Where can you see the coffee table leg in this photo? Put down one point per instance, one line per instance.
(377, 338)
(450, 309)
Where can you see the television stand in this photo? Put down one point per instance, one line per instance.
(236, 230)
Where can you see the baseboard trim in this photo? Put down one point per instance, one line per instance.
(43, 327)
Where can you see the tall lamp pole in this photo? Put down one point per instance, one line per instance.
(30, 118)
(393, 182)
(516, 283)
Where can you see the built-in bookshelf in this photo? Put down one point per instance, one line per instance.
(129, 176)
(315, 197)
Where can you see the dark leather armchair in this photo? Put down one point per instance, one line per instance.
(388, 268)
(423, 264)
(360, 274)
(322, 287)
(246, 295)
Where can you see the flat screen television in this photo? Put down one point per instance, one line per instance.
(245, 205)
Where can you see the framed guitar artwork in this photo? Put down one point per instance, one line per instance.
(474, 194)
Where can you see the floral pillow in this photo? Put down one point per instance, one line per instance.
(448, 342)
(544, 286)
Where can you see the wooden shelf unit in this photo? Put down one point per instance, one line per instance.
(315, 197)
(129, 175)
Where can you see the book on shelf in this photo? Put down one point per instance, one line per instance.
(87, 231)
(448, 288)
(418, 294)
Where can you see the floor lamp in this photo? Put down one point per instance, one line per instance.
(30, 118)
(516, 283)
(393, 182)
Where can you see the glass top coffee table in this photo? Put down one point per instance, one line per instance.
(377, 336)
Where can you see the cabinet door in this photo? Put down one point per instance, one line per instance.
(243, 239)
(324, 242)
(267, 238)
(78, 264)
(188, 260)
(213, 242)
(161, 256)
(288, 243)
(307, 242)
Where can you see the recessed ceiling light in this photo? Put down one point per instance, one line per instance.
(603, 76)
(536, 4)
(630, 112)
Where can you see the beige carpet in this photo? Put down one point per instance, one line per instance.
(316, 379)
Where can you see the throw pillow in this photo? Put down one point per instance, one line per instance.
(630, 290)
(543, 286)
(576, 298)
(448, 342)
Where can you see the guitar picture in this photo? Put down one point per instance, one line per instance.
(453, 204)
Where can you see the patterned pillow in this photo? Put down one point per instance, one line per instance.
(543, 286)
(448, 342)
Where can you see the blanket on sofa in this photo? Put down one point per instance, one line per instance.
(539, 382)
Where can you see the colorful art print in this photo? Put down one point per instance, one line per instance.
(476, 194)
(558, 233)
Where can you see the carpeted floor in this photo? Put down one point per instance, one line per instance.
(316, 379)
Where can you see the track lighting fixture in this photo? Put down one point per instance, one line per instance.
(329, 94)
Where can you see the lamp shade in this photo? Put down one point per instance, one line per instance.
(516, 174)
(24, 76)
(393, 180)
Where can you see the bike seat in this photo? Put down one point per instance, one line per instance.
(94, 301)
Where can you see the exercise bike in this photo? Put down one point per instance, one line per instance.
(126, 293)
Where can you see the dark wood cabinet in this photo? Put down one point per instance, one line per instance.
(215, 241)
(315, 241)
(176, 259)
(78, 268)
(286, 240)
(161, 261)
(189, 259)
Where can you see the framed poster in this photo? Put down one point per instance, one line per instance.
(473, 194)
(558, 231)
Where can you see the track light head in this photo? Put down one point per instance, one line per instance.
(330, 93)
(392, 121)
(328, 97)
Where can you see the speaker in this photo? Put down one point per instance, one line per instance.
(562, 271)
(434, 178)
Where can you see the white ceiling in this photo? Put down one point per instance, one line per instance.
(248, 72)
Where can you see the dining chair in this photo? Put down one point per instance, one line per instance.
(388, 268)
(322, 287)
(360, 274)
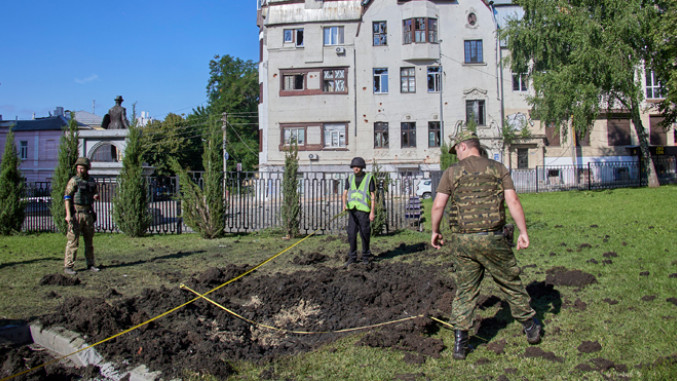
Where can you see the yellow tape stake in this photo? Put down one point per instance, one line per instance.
(170, 311)
(183, 286)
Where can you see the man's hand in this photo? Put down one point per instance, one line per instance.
(522, 241)
(436, 240)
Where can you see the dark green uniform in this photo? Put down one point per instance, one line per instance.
(475, 187)
(81, 193)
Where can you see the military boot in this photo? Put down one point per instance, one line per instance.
(532, 328)
(461, 345)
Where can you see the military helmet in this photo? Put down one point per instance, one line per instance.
(83, 161)
(358, 162)
(460, 138)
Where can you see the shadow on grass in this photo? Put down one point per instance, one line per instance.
(177, 255)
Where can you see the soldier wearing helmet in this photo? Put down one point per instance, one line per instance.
(81, 192)
(359, 200)
(478, 188)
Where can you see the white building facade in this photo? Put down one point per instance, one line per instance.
(386, 80)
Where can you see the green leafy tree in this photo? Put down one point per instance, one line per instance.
(69, 148)
(291, 205)
(12, 189)
(382, 182)
(233, 88)
(130, 204)
(582, 56)
(167, 139)
(204, 209)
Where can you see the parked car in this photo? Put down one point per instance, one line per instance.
(424, 188)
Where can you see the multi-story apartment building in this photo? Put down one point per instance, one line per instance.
(390, 80)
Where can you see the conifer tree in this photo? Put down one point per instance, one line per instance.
(65, 169)
(130, 205)
(291, 205)
(12, 187)
(204, 209)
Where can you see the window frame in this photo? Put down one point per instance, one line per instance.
(335, 39)
(379, 32)
(382, 78)
(23, 149)
(480, 117)
(434, 78)
(381, 136)
(473, 51)
(408, 134)
(434, 132)
(408, 80)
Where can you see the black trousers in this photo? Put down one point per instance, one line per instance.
(358, 222)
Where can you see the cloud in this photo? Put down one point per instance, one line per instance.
(83, 81)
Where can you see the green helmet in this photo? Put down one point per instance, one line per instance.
(83, 161)
(460, 138)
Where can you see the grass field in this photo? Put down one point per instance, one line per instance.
(625, 238)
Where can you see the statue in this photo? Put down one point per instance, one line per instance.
(116, 119)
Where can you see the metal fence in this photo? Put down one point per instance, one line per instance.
(254, 200)
(253, 203)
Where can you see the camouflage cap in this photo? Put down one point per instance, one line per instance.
(460, 138)
(83, 161)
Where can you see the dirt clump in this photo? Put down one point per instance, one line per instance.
(58, 280)
(202, 337)
(560, 276)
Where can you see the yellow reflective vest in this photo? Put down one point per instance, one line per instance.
(359, 198)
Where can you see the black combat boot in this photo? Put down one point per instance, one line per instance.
(532, 328)
(461, 345)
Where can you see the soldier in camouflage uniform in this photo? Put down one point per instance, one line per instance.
(479, 188)
(81, 192)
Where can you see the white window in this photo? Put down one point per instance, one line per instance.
(23, 149)
(381, 81)
(334, 135)
(295, 134)
(334, 81)
(294, 36)
(434, 79)
(333, 35)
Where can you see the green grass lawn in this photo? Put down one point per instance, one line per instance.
(627, 311)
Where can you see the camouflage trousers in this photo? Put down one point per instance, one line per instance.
(472, 255)
(82, 223)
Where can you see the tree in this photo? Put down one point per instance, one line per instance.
(233, 88)
(291, 205)
(204, 209)
(69, 148)
(167, 139)
(12, 189)
(583, 56)
(130, 205)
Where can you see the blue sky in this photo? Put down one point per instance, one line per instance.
(156, 54)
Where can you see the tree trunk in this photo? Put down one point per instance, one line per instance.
(649, 168)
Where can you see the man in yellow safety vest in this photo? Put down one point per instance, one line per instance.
(359, 200)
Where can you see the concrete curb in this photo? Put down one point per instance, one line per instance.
(63, 342)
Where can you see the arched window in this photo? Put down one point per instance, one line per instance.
(106, 152)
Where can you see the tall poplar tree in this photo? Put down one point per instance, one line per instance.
(584, 57)
(12, 188)
(130, 205)
(69, 150)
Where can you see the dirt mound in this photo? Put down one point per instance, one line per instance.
(560, 276)
(58, 280)
(204, 338)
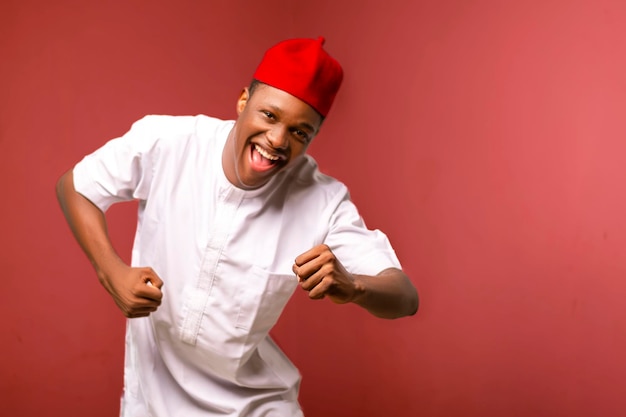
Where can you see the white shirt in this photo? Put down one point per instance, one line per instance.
(225, 257)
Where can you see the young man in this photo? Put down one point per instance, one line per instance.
(233, 216)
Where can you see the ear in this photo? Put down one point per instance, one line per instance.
(243, 100)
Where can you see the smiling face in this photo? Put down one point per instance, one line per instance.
(273, 130)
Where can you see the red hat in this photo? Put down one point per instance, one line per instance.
(302, 68)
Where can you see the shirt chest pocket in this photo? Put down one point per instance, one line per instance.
(261, 297)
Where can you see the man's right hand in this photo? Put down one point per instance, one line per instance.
(136, 291)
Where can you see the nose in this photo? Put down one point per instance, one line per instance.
(277, 137)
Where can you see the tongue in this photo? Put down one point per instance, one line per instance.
(259, 162)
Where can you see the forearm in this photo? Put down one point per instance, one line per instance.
(88, 224)
(389, 294)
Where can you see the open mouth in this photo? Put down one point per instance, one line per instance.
(262, 160)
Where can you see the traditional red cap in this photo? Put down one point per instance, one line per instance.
(302, 68)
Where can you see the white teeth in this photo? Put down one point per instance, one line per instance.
(265, 154)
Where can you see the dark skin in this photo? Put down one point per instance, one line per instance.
(271, 124)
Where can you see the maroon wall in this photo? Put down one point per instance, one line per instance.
(486, 138)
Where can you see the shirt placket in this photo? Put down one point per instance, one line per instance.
(228, 203)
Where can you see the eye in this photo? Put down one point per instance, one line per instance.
(301, 135)
(268, 114)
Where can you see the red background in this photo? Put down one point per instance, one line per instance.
(486, 138)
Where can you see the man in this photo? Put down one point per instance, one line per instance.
(233, 216)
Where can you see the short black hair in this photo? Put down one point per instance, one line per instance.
(255, 83)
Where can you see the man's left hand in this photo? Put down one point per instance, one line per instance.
(322, 275)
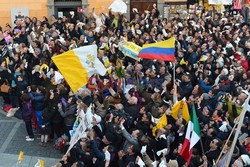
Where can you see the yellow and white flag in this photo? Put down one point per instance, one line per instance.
(40, 163)
(78, 65)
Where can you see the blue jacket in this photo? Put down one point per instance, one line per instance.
(37, 100)
(205, 87)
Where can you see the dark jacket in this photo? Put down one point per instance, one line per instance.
(27, 111)
(185, 89)
(37, 100)
(69, 114)
(129, 108)
(56, 117)
(99, 154)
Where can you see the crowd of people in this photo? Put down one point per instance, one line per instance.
(212, 55)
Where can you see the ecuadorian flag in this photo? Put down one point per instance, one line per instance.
(78, 65)
(160, 50)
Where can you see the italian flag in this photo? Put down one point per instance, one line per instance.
(193, 135)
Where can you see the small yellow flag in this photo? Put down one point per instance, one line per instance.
(161, 124)
(182, 62)
(20, 158)
(41, 163)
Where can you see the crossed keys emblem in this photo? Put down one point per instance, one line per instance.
(90, 61)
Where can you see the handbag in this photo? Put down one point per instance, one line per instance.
(237, 5)
(4, 88)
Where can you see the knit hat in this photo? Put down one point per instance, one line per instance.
(173, 163)
(87, 100)
(246, 160)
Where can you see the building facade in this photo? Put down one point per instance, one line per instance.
(11, 9)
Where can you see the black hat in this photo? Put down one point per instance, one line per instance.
(87, 100)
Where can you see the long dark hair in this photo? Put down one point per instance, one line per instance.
(25, 98)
****************************************
_TASK ITEM_
Print the lines of the entries, exactly, from the one containing "Where can you see the black hat" down to the final line, and leave out all the others.

_WRITTEN RESPONSE_
Where can you see the black hat in this photo? Put down one point per instance, one line per instance.
(87, 100)
Where can you see the long dark hair in this photo? Put down one point per instance, one line per instance.
(25, 98)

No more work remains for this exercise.